→ Written problem
Retype the complete listing exactly as it appears.

### Extracted entries ###

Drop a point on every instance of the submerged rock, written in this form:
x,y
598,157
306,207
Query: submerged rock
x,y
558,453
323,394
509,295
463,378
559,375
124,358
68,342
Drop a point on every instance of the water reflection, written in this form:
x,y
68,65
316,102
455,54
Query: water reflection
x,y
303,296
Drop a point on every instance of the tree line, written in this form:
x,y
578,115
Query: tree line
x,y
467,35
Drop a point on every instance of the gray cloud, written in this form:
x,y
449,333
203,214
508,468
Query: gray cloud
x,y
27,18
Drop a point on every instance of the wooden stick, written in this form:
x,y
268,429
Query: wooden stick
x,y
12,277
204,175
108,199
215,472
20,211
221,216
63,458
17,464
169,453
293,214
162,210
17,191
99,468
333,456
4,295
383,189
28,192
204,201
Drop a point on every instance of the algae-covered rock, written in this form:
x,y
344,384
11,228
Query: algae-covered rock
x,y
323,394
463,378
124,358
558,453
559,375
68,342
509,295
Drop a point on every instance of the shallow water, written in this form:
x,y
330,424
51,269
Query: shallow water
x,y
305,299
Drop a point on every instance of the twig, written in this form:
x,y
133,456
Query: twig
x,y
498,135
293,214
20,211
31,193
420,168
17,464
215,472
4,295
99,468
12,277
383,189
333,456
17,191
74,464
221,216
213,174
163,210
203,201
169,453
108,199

###

→ Correct answer
Drop a point on every instance of the submerged rock, written in this form:
x,y
598,157
306,207
Query: submerged rock
x,y
558,453
323,394
509,295
463,378
559,375
124,358
68,342
Drop a point on every instance of the water reflection, written in this form:
x,y
68,65
316,102
455,54
Query: water reflection
x,y
303,296
Drop a point on every instance of the tree line, written in this form:
x,y
578,115
Query: tree line
x,y
467,35
Drop a point on every instance of the gray cloud, written in this form:
x,y
449,333
203,214
508,468
Query: gray cloud
x,y
27,18
Drop a point on every instance of the wooden stick, written in this form:
x,y
268,429
Query: wooden stick
x,y
12,277
204,175
108,199
215,472
20,211
221,216
63,458
17,464
169,453
293,214
162,210
17,191
99,468
333,456
4,295
383,189
28,192
204,201
Drop a point on every instance of the algae-covered rock, written in this form:
x,y
344,384
11,228
Query: algae-covered rock
x,y
323,394
463,378
124,358
558,453
559,375
68,342
509,295
Drop a point on every instance of the shallow water, written in this form:
x,y
330,424
51,269
Query: shallow water
x,y
305,299
Drop a point on every instance of the twig, written in this form:
x,y
133,456
Query: twig
x,y
498,135
293,214
20,211
31,193
420,168
17,464
215,472
4,295
99,468
12,277
383,189
333,456
17,191
74,464
221,216
213,174
163,210
203,201
169,453
108,199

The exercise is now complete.